• [PROVIDED DATA]

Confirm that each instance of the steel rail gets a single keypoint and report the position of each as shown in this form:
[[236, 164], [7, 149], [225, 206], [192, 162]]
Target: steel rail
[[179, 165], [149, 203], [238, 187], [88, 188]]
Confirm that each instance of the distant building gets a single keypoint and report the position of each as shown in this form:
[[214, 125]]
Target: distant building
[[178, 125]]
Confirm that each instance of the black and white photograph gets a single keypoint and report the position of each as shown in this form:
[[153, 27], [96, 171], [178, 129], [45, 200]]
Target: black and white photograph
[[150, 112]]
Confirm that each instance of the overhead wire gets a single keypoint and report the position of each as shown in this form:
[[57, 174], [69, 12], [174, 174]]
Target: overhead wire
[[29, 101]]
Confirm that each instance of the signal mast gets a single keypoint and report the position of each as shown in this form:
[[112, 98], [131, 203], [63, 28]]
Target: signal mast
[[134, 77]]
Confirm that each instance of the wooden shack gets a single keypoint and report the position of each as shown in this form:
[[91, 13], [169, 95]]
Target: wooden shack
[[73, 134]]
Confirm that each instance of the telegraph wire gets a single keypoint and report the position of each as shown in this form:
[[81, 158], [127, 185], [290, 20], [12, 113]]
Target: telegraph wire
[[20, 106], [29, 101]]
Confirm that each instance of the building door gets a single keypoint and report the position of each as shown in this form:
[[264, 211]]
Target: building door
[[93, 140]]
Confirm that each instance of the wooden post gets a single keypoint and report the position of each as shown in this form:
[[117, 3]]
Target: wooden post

• [YOUR ASSIGNMENT]
Word for word, set down each line of the material.

• [PROBLEM SOLUTION]
Confirm that each instance of the steel rail gets a single keypoint and report the position of each as shown in this form:
[[236, 164], [7, 149], [225, 206], [192, 162]]
Target: steel rail
[[179, 165], [149, 203], [238, 187], [88, 188]]
Confirm that each instance of the distant building gets a single keypoint and report the position of each as shown in this form:
[[214, 125]]
Target: distant building
[[178, 125]]
Confirm that each instance of the black and white photograph gets a single keypoint and report the position of each as shown in this form:
[[153, 27], [96, 171], [178, 129], [45, 200]]
Target: black and white photograph
[[150, 112]]
Confirm that each instance of the overhead wire gets a single keypoint and report the position of each as shown in this form:
[[57, 174], [69, 12], [174, 174]]
Target: overhead wire
[[29, 101]]
Confirm that each instance of the signal mast gets a single keypoint and report the position of each as shown in this form:
[[112, 98], [131, 203], [63, 28]]
Target: signal mast
[[134, 77]]
Confirm that each instance of the wooden shack gets a single keypoint and report the position of each as shown in this form:
[[91, 13], [169, 95]]
Target: wooden shack
[[73, 134]]
Confirm that each instance of the telegraph wire gets a single keypoint and report the position of each as shown in this form:
[[81, 158], [127, 185], [290, 20], [12, 113]]
Target: telegraph wire
[[20, 106], [29, 101]]
Confirm that each instance of the building door gets a single keypoint and report the position of each as shown in this form:
[[264, 211]]
Target: building door
[[93, 140]]
Confirm that each instance of the wooden post gets a single keypoint and report the position of each as shown in this form:
[[117, 3]]
Target: wooden post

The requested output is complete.